Activity
Word for word, please copy the line containing "Target: ceiling fan blade" and all lines after it in the entries below, and only those, leaving every picture out.

(Data shown begins)

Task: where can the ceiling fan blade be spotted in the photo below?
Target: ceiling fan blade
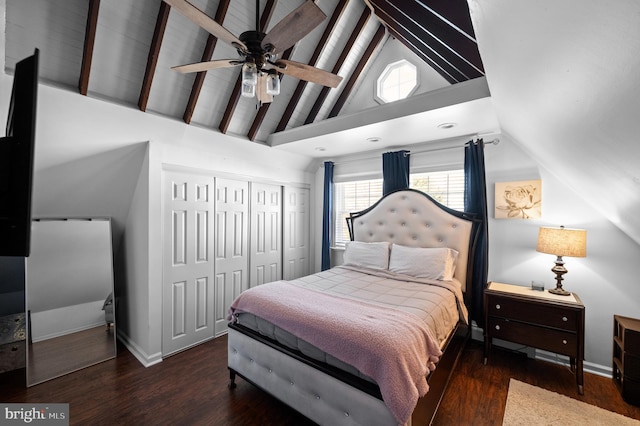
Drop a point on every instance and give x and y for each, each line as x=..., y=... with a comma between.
x=208, y=65
x=293, y=27
x=204, y=21
x=261, y=90
x=308, y=73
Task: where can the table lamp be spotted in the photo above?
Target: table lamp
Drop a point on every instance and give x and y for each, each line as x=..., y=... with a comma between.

(Data shown ends)

Solution
Target: ceiling fan blade
Drop a point on every instance and give x and y for each, each line as x=..., y=... with a comma between.
x=208, y=65
x=293, y=27
x=204, y=21
x=261, y=90
x=308, y=73
Task: where can the table lamp be spotted in the photo above?
Target: table lamp
Drop a point on every instance and give x and y for each, each line as x=..., y=... with a comma between.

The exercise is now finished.